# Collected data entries
================================

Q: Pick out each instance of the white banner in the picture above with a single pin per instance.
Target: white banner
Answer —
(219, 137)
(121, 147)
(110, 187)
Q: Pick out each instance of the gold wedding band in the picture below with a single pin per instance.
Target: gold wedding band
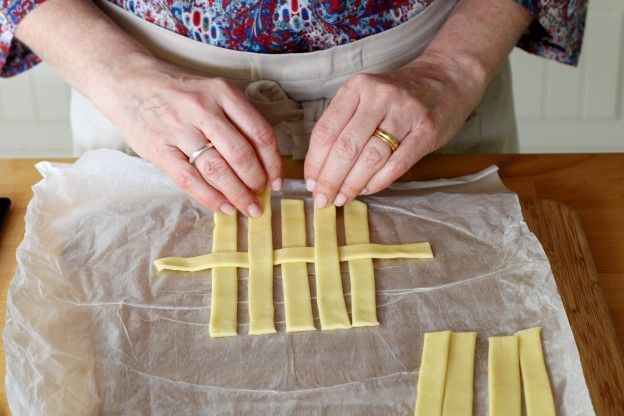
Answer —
(388, 138)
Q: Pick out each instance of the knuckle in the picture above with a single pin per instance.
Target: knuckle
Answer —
(323, 133)
(427, 125)
(264, 136)
(221, 82)
(349, 191)
(242, 153)
(186, 178)
(398, 167)
(372, 155)
(240, 198)
(326, 184)
(215, 168)
(346, 148)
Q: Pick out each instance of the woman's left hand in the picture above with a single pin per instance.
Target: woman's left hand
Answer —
(422, 105)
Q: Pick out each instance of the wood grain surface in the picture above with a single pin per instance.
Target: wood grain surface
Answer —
(561, 234)
(591, 184)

================================

# Task brief
Rewrite all the entries above, changing every occurrence of "single pin" to "single marker" and leaving everything else unchanged. Leave the pictures out.

# Result for this exercise
Q: Pick out each instance of the white banner in the picture above with a single marker per instance.
Target: white banner
Answer —
(219, 137)
(121, 147)
(110, 187)
Q: Pick out each instance of the gold wedding band in the picture below with a single marker per instance.
Target: gold wedding band
Answer —
(388, 138)
Q: Pick out each instance of the knuckle in the picture above with a single marker per instance.
Target: knuckle
Answer —
(323, 133)
(427, 125)
(264, 136)
(221, 82)
(349, 191)
(242, 153)
(186, 178)
(398, 167)
(372, 155)
(240, 198)
(326, 184)
(215, 168)
(346, 148)
Q: Pick out each instance of the woman's left hand in the picture above with a single marker per instance.
Target: woman's left hand
Answer —
(422, 105)
Q: Pick out each instance of the wood grain surface in the picture above with a single marker per instance.
Target: wood grain surface
Answer —
(561, 234)
(591, 184)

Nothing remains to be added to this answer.